- Object position labeling entries:
>> begin
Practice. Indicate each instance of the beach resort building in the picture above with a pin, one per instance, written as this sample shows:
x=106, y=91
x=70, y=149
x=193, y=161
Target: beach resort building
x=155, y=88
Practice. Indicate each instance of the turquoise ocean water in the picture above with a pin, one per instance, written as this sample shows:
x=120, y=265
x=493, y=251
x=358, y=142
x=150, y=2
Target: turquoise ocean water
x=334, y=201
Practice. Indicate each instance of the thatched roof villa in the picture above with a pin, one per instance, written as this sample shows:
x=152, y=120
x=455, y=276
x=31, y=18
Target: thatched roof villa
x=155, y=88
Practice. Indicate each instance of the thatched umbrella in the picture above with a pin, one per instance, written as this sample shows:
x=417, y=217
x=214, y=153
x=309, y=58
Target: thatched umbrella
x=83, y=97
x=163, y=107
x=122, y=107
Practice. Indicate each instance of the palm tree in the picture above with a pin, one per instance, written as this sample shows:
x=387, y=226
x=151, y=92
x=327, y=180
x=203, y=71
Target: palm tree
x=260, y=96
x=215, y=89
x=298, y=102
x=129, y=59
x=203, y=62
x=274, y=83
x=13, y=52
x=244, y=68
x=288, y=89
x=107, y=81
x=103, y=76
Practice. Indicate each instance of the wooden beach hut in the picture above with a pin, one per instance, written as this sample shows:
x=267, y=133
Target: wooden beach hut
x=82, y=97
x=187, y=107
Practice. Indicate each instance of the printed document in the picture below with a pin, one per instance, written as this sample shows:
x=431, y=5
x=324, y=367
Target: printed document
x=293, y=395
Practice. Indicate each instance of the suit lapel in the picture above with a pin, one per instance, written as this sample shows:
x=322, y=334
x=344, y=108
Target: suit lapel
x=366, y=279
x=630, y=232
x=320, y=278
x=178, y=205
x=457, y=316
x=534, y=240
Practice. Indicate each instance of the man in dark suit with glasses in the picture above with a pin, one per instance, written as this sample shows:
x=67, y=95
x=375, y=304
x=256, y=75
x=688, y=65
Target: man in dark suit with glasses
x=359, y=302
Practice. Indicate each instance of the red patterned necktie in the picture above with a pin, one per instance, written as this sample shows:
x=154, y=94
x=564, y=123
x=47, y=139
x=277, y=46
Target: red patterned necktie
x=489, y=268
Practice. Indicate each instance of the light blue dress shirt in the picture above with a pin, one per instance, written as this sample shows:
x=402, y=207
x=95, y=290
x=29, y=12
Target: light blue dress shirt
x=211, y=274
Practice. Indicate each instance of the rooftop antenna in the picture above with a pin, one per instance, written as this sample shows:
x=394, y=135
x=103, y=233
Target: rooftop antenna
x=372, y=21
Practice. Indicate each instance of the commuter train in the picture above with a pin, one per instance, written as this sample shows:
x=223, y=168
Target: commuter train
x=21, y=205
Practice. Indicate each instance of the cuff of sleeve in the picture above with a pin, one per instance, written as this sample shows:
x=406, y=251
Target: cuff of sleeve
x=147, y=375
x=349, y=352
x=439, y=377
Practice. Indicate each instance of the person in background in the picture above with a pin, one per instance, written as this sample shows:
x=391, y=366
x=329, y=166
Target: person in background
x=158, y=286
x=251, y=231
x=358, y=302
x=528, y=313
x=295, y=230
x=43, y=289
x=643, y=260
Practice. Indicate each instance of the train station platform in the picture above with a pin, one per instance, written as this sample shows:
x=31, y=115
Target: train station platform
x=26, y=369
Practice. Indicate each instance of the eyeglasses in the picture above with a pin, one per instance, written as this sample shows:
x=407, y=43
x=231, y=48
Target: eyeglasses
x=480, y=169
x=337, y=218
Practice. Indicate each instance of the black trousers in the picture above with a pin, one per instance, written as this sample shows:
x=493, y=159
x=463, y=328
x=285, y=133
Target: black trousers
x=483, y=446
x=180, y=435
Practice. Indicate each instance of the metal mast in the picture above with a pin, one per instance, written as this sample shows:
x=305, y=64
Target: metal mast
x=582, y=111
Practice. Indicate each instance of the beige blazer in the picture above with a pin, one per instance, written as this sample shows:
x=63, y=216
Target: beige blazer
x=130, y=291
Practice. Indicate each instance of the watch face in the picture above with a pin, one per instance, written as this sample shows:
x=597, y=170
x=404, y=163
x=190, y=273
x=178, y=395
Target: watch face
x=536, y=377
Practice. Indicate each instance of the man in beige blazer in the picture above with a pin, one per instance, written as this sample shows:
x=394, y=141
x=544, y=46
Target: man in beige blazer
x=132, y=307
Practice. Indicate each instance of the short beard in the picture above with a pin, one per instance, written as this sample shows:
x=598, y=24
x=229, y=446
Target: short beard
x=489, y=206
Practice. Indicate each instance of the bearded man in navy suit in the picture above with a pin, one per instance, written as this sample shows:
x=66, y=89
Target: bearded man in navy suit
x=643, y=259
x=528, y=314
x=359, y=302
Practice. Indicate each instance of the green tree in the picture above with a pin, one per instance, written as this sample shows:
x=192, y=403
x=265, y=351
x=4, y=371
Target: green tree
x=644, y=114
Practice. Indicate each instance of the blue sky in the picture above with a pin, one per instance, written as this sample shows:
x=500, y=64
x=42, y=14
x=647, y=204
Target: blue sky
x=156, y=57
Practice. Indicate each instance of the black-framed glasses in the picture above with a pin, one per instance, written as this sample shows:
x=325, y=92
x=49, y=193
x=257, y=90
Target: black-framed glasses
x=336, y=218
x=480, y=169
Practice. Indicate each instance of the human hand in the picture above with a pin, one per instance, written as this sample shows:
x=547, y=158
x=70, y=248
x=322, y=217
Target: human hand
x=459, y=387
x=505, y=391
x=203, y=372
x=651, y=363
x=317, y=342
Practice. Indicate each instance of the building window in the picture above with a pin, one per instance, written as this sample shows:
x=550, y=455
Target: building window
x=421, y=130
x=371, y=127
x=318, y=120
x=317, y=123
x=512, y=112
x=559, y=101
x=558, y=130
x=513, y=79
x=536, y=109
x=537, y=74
>> end
- What needs to be done: Emit the full listing verbatim.

- Written solution:
Practice. Indicate each instance of the beach resort building in the picture above with a pin, one per instance, written as this sample shows:
x=106, y=91
x=70, y=149
x=193, y=161
Target: beach resort building
x=155, y=88
Practice. Indicate each instance of the turquoise ocean water in the picture above with a pin, one per instance, written as this sample shows:
x=120, y=265
x=493, y=251
x=358, y=142
x=150, y=2
Target: turquoise ocean water
x=334, y=201
Practice. Indicate each instance of the thatched roof villa in the picture above with a pin, one per instance, written as this sample shows:
x=152, y=120
x=455, y=276
x=31, y=18
Target: thatched roof villa
x=155, y=88
Practice. Indicate each instance of the thatched umbrella in the picture above with a pin, one per instance, written as this sample shows:
x=417, y=217
x=214, y=153
x=309, y=58
Target: thatched umbrella
x=83, y=97
x=163, y=107
x=122, y=107
Practice. Indicate each instance of the palm tree in the picture above with a pin, one per instance, written as this sample shows:
x=387, y=226
x=151, y=92
x=327, y=180
x=203, y=71
Target: palm tree
x=260, y=96
x=215, y=89
x=298, y=102
x=129, y=59
x=203, y=62
x=274, y=83
x=13, y=52
x=244, y=68
x=288, y=89
x=107, y=81
x=103, y=76
Practice. Indicate each instance of the wooden beach hut in the picture above with a pin, one per instance, written as this sample shows:
x=267, y=133
Target: wooden beach hut
x=82, y=97
x=187, y=107
Practice. Indicate each instance of the printed document in the picture below with a pin, one per instance, written as this sample shows:
x=431, y=5
x=324, y=367
Target: printed document
x=293, y=395
Practice. Indicate each instance of the suit lapel in the picture above with a pin, one per instance, written as this sample shows:
x=322, y=334
x=344, y=108
Target: suit lapel
x=366, y=279
x=630, y=232
x=320, y=278
x=178, y=205
x=457, y=316
x=534, y=240
Practice. Indicate each instance of the man in dark suit with glasses in the picture above with a pin, one per instance, written as this sample shows:
x=67, y=95
x=375, y=304
x=256, y=75
x=688, y=65
Target: man in dark suit with glasses
x=359, y=302
Practice. Indicate each instance of the red patterned necktie in the picture above with a pin, one per instance, written as this sample shows:
x=154, y=94
x=564, y=123
x=47, y=139
x=277, y=46
Target: red patterned necktie
x=489, y=268
Practice. Indicate each instance of the light blue dress shirt in the picture above with a pin, one per instance, written as this sample shows:
x=402, y=207
x=95, y=290
x=29, y=12
Target: light blue dress shirt
x=211, y=274
Practice. Indicate each instance of the rooftop antenna in the picture above with a pin, one per instance, written as this sample shows:
x=394, y=135
x=103, y=233
Target: rooftop antenna
x=372, y=21
Practice. Indicate each instance of the commuter train in the picture above with a pin, one per instance, written as this sample shows:
x=223, y=168
Target: commuter train
x=21, y=205
Practice. Indicate each instance of the cuff of sleeve in the picture above with a pin, one per instance, written as this sample shows:
x=406, y=251
Target: cuff of sleeve
x=147, y=375
x=349, y=352
x=439, y=377
Practice. Indicate each instance of the person in background in the picture above with a pin, one per instance, written as this sample shows:
x=391, y=366
x=329, y=166
Target: person in background
x=158, y=286
x=251, y=231
x=358, y=302
x=528, y=313
x=295, y=230
x=43, y=289
x=643, y=260
Practice. Indicate each instance of the train station platform in the picture above with a pin, one per instance, written as this sample shows:
x=31, y=115
Target: train station platform
x=26, y=369
Practice. Indicate each instance of the eyeglasses in the picture above with a pin, one per instance, written as this sample shows:
x=407, y=43
x=231, y=48
Target: eyeglasses
x=480, y=169
x=337, y=218
Practice. Indicate each instance of the black trousers in the picture above with a pin, one per instance, written as this sample shows:
x=493, y=159
x=463, y=328
x=285, y=133
Target: black trousers
x=483, y=446
x=180, y=435
Practice. Indicate each instance of the metal mast in the picture above with a pin, one per instance, written as this sample shows:
x=305, y=64
Target: metal mast
x=582, y=111
Practice. Indicate each instance of the beige blazer in the picture above with a pin, one per instance, written as this sample shows:
x=63, y=216
Target: beige blazer
x=130, y=291
Practice. Indicate each instance of the watch face in the picture above with a pin, one per instance, written as this sample shows:
x=597, y=170
x=404, y=163
x=190, y=273
x=178, y=395
Target: watch face
x=536, y=377
Practice. Indicate each instance of the man in beige blazer in the picture above with a pin, one per instance, written as this sample shows:
x=394, y=141
x=544, y=46
Target: man in beige blazer
x=132, y=307
Practice. Indicate each instance of the short beard in the picture above with a pin, one per instance, written as this sample shows:
x=598, y=24
x=229, y=446
Target: short beard
x=489, y=206
Practice. Indicate each instance of the bearded man in navy suit in the picture above with a pin, one per instance, written as this sample shows:
x=66, y=89
Target: bearded man in navy suit
x=643, y=259
x=528, y=314
x=359, y=302
Practice. Indicate each instance of the green tree in the picture above with a pin, one per instance, written as this sample shows:
x=192, y=403
x=265, y=351
x=4, y=371
Target: green tree
x=644, y=114
Practice. Indicate each instance of the blue sky in the picture above with a pin, one per instance, written as this sample shows:
x=500, y=64
x=42, y=14
x=647, y=204
Target: blue sky
x=156, y=57
Practice. Indicate each instance of the black-framed glasses in the picture above with a pin, one per instance, written as this sample shows:
x=325, y=92
x=49, y=193
x=257, y=90
Target: black-framed glasses
x=336, y=218
x=480, y=169
Practice. Indicate each instance of the human hand in the picture above with a pin, one per instance, written as this sample shows:
x=547, y=158
x=70, y=248
x=322, y=217
Target: human hand
x=459, y=387
x=505, y=391
x=203, y=372
x=651, y=363
x=317, y=342
Practice. Indicate each instance of the building window in the picture above with a pin, one per instance, written as this sample shows:
x=550, y=455
Target: building window
x=421, y=130
x=371, y=127
x=318, y=120
x=317, y=123
x=512, y=112
x=559, y=101
x=558, y=130
x=513, y=79
x=536, y=109
x=537, y=74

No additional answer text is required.